_Problem requirements_:
Set the entries below down again, please. Match them exactly.

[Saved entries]
╭──
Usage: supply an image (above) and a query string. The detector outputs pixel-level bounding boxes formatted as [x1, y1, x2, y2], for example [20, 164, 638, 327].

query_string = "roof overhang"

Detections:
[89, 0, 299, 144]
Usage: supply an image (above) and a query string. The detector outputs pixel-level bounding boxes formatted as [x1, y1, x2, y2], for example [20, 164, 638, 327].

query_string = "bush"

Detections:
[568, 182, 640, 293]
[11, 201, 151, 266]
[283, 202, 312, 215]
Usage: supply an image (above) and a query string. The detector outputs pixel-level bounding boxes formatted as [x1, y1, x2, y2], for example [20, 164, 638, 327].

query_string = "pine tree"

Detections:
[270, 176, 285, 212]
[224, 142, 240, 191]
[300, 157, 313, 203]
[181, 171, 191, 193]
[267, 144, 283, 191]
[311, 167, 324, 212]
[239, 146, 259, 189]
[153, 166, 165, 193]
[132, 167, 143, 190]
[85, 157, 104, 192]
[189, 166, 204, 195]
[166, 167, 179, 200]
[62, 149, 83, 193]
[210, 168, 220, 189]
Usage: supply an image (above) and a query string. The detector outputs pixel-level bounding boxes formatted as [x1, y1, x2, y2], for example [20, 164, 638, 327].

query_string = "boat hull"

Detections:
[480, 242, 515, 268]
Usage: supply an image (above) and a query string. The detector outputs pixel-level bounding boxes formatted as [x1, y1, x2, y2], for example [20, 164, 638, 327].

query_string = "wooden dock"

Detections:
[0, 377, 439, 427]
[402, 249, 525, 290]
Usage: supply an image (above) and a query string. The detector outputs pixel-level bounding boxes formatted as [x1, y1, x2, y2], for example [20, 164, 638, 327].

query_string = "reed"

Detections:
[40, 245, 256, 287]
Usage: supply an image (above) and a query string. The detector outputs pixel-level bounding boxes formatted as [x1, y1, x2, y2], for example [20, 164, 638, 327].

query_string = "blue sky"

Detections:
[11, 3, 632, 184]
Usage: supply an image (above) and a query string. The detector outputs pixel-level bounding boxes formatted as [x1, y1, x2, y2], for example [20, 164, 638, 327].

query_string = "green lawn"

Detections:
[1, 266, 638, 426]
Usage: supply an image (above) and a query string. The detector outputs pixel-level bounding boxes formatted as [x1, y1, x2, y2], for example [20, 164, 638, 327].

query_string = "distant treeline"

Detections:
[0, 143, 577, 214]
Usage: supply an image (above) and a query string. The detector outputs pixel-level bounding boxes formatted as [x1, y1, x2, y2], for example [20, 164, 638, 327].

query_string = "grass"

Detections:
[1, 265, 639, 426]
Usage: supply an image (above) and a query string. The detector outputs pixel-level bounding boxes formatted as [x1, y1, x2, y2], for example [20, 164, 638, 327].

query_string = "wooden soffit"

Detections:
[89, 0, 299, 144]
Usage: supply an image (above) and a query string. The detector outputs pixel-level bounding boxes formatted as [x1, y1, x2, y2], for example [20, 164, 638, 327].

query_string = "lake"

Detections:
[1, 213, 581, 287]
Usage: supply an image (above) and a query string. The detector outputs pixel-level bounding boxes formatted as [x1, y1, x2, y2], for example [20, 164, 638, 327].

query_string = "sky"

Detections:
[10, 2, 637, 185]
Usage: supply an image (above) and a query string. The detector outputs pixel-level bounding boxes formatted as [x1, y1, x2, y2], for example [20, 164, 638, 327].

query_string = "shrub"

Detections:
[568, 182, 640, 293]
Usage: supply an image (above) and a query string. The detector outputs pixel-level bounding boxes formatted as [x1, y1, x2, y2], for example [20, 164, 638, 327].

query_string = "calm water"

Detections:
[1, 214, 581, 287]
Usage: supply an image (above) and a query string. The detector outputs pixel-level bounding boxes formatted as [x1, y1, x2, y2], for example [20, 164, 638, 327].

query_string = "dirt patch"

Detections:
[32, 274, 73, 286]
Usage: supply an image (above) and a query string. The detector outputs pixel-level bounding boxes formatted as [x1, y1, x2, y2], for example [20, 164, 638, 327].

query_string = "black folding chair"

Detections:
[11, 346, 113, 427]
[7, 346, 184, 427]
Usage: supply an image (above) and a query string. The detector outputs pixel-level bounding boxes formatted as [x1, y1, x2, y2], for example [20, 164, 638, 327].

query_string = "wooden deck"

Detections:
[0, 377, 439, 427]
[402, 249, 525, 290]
╰──
_Task result_:
Usage: supply an image (above) and a query string. The detector outputs pixel-level bounding boxes formatted as [x1, y1, x2, y2], for example [20, 164, 638, 327].

query_string = "roof overhang"

Detections:
[89, 0, 299, 144]
Usage: supply an image (above) and a query string. The detector outputs pixel-level bounding boxes formatted as [x1, y1, x2, y2], for example [20, 164, 638, 327].

query_string = "bush"

Detections:
[568, 182, 640, 293]
[11, 201, 151, 266]
[283, 202, 312, 215]
Usage: supply an image (above) and a query string. The detector outputs pixel-level bounding boxes formatted as [x1, y1, x2, y2], for example [20, 164, 638, 327].

query_string = "pine tree"

Detections:
[270, 176, 285, 212]
[224, 142, 240, 191]
[300, 157, 313, 203]
[181, 171, 191, 193]
[267, 144, 283, 191]
[311, 167, 324, 212]
[239, 146, 259, 189]
[153, 166, 165, 193]
[132, 167, 143, 190]
[85, 157, 104, 192]
[189, 166, 204, 195]
[166, 167, 179, 200]
[62, 149, 83, 193]
[210, 168, 220, 189]
Usage: supply an image (above) and a query string. The detector outputs pixel-level bounding boxes formatted as [x1, y1, x2, y2], for example [20, 164, 638, 327].

query_string = "boat hull"

Detections:
[480, 242, 515, 268]
Usage: supply an image (above) and a query string. The detector outputs pixel-level bounding boxes formatted as [x1, y1, x2, y2], for example [20, 164, 638, 327].

query_string = "wooden dock"

Detections:
[0, 377, 439, 427]
[402, 249, 525, 290]
Usage: supply an image (above) and a query string. The detector outputs pixel-level bounding boxes formatted as [x1, y1, x2, y2], for example [20, 164, 638, 327].

query_string = "reed"

Detections:
[40, 245, 256, 287]
Usage: supply an image (above) and a query string. The detector outputs pixel-level bounding boxes formatted as [x1, y1, x2, y2], for example [20, 164, 638, 327].

query_string = "blue sky"

Detections:
[11, 3, 632, 184]
Usage: supply an image (above) and a query string. The detector outputs pixel-level bounding boxes formatted as [x1, y1, x2, y2], for example [20, 164, 638, 327].

query_string = "green lawn"

Detections:
[1, 266, 638, 426]
Usage: supply an image (above) and a query string. The detector outputs pixel-level bounding boxes formatted as [x1, y1, x2, y2], for example [20, 164, 638, 327].

query_string = "distant treeline"

Detections:
[0, 143, 577, 214]
Usage: supply an image (above) and a query string. The detector outputs pixel-level bounding boxes formatted as [x1, y1, x2, y2], for example [20, 164, 638, 327].

query_string = "grass"

Detections:
[1, 265, 639, 426]
Usage: supply an image (above) and a query string. The detector outputs pixel-level bounding boxes formatted as [x1, y1, x2, y2], for example [20, 164, 638, 327].

query_string = "wooden soffit"

Detections:
[89, 0, 299, 144]
Usage: supply an image (above) and a query string. The detector outputs pixel-level bounding boxes formatted as [x1, y1, x2, y2], for example [20, 164, 638, 327].

query_string = "lake"

Detections:
[1, 213, 581, 287]
Usage: supply an image (above) and a query string. The detector outputs pixel-level bounding boxes formatted as [x1, y1, x2, y2], for example [20, 164, 638, 327].

query_string = "sky"

Detections:
[10, 2, 637, 185]
Usage: supply an image (above) and a query string. The detector outputs pixel-level bounding boxes formatted as [x1, y1, x2, y2], for example [20, 164, 638, 327].

query_string = "shrub"

Detections:
[568, 182, 640, 293]
Usage: supply an image (above) and a query string. The detector outputs pixel-level bounding boxes formatted as [x1, y1, x2, y2], for example [20, 164, 638, 327].

query_string = "calm water"

Detections:
[1, 214, 581, 287]
Usage: supply an image (above) and a query string. The detector outputs pixel-level bounding boxes formatted as [x1, y1, x2, y2], for example [20, 164, 638, 327].

query_string = "dirt patch"

Detections:
[32, 274, 73, 286]
Usage: supply an image (above) and a query string. The detector outputs pixel-level bounding boxes formatted as [x1, y1, x2, y2], for example [20, 164, 638, 327].

query_string = "black folding chair"

Detections:
[11, 346, 113, 427]
[7, 346, 184, 427]
Usage: supply an image (above) and a query string. The detector outputs pixel-level bounding boxes formatted as [x1, y1, x2, y2], for example [20, 164, 638, 327].

query_string = "wooden deck"

Detections:
[0, 377, 439, 427]
[402, 249, 525, 290]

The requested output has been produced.